**What is needed**
List all lines of the data containing the word "above".

**Record extracts**
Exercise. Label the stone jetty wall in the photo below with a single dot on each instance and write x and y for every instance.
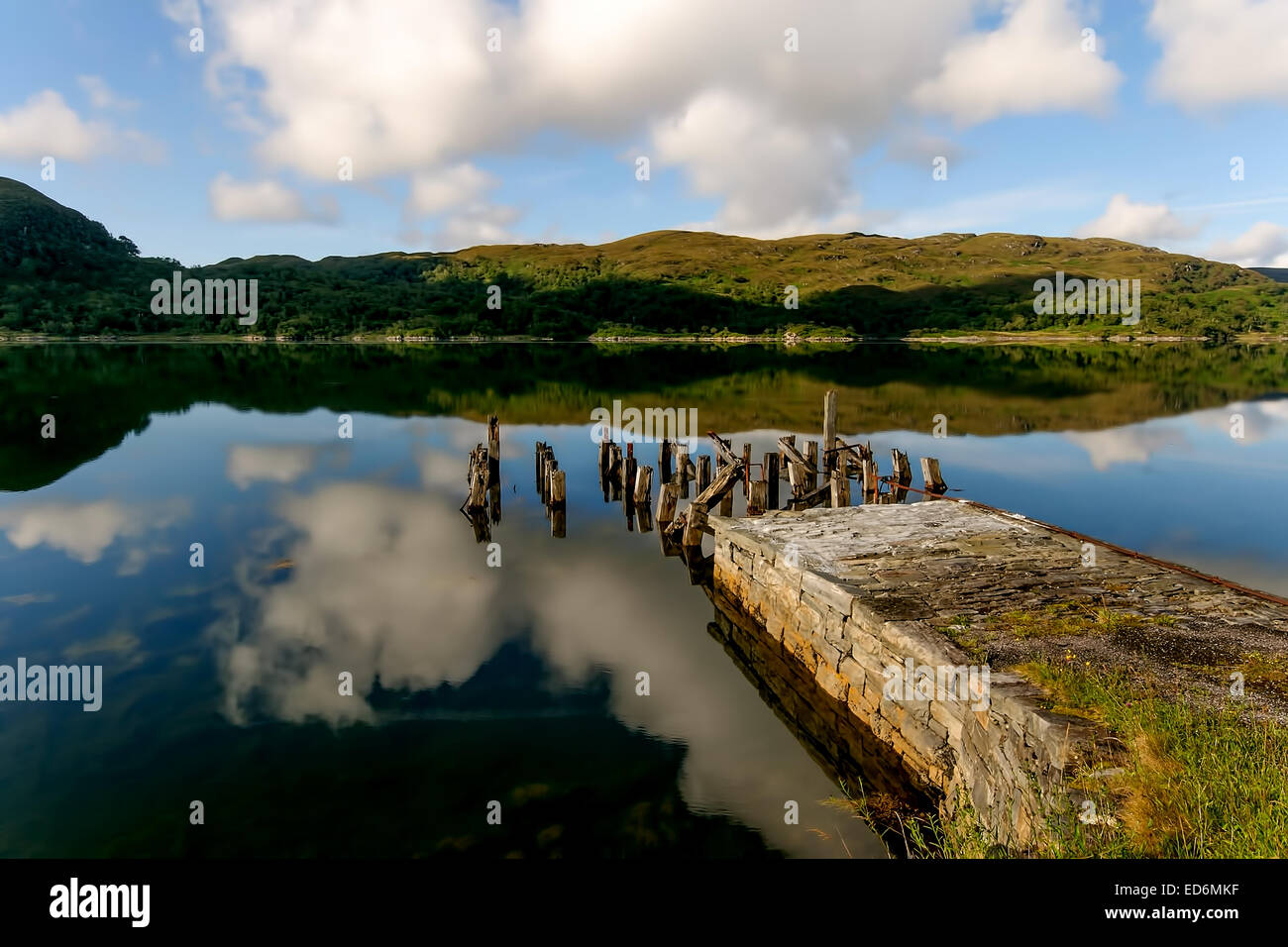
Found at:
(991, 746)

--

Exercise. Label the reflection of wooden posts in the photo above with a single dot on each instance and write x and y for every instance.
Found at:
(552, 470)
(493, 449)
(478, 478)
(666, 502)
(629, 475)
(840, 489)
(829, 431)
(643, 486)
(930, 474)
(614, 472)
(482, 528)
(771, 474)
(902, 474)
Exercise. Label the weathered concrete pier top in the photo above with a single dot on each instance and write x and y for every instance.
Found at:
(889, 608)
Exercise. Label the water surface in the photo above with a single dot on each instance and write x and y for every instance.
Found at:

**Output for this exercise**
Exercise. Label the reflection of wooden posts in the photo above with a single dot on each instance and write x and y for every instance.
Exercise. Label the weathered concrete pier top in the photo above with a single dot on each instance and write x and y for every instance.
Exercise. Label the water surface in the photo above with a single dot on each instance and write x and y for every instance.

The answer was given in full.